BLOQUE DE TEXTO |
+ + + + + + +

Cuando escribió Madame Bovary, Flaubert –según él mismo– quería una prosa que “oliese a sudor”[2]. Pienso: por un lado, al sudor del trabajo literario, y, por el otro, al sudor de las gentes que se agolpan en la tribuna o en los comicios rurales, ese que mana de los sobacos de las damas supuestamente elegantes, de los pies de los empleados bancarios, de las nalgas cansadas de algún novelista en Croisset. Pero ambas cosas, según Flaubert, están unidas necesariamente. Barro y lenguaje se enlazan en esa zona de indefinición entre el signo y su referente. La historia pedestre de Madame Bovary nunca hubiera llegado a ser sin esa otra búsqueda de belleza formal, de describir minuciosamente, de cincelar un dispositivo de realidad. Quizá por eso dijo Flaubert que “el estilo es en sí mismo una manera absoluta de ver las cosas”[3]: la densidad de una experiencia cotidiana solo puede ser elaborada a partir de un esfuerzo de la lengua, de una relación promiscua con el texto, de una desmesura del idioma que se sostenga y se articule a pesar de sí misma. Por fuera del lenguaje, ¿qué experiencia es posible?, y en todo caso, ¿qué relato de experiencia, qué anécdota o qué literatura, podría existir más allá de la espiritualidad de las palabras? Ciertamente ninguno, pero Flaubert percibía que no alcanzaba con los lenguajes disponibles y ya codificados, con ese conjunto de frases hechas y definiciones que eran casi onomatopeyas, para capturar la experiencia, sino que había que reconfigurarlos, explorarlos e intervenirlos para recrear allí el sentido que con frecuencia –en las conversaciones, informaciones y libros de moda consumidos cotidianamente– se encontraba velado o más bien disperso, licuado. Narrar la realidad, que era su programa, significaba más bien constituir en el lenguaje literario una realidad autónoma, elevar el lenguaje a la categoría de algo real.

+ + + + + + +

CONSIGNA 1 |
Reescribe de forma más breve el párrafo del texto sobre Flaubert que comienza con «Cuando escribió Madame Bovary» y conserva sus datos principales.
CONSIGNA 2 |
Responde estas preguntas sobre el texto acerca de Flaubert:
(a) ¿Qué tipo de prosa quería Flaubert al escribir Madame Bovary, según él mismo?
(b) ¿Qué dijo Flaubert que es el estilo en sí mismo?
(c) ¿Qué significaba narrar la realidad, que era su programa?

MATERIAL DE PARTIDA |
+ + + + + + +

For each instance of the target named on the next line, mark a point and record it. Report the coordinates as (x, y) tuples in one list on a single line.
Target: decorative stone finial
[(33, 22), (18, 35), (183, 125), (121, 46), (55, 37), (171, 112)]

+ + + + + + +

RESULTADO 1 |
Al escribir Madame Bovary, Flaubert buscaba una prosa que «oliese a sudor». Eso alude tanto al esfuerzo del trabajo literario como al sudor de la gente común, dos cosas que para él estaban unidas necesariamente. La historia pedestre de la novela no habría existido sin una búsqueda de belleza formal y de descripción minuciosa. Por eso Flaubert afirmó que «el estilo es en sí mismo una manera absoluta de ver las cosas». Consideraba que los lenguajes disponibles, hechos de frases hechas y definiciones codificadas, no bastaban para capturar la experiencia. Había que reconfigurarlos, explorarlos e intervenirlos. Así, narrar la realidad, que era su programa, significaba constituir en el lenguaje literario una realidad autónoma y elevar el lenguaje a la categoría de algo real.

RESULTADO 2 |
(a) Una prosa que «oliese a sudor».
(b) Una manera absoluta de ver las cosas.
(c) Constituir en el lenguaje literario una realidad autónoma, es decir, elevar el lenguaje a la categoría de algo real.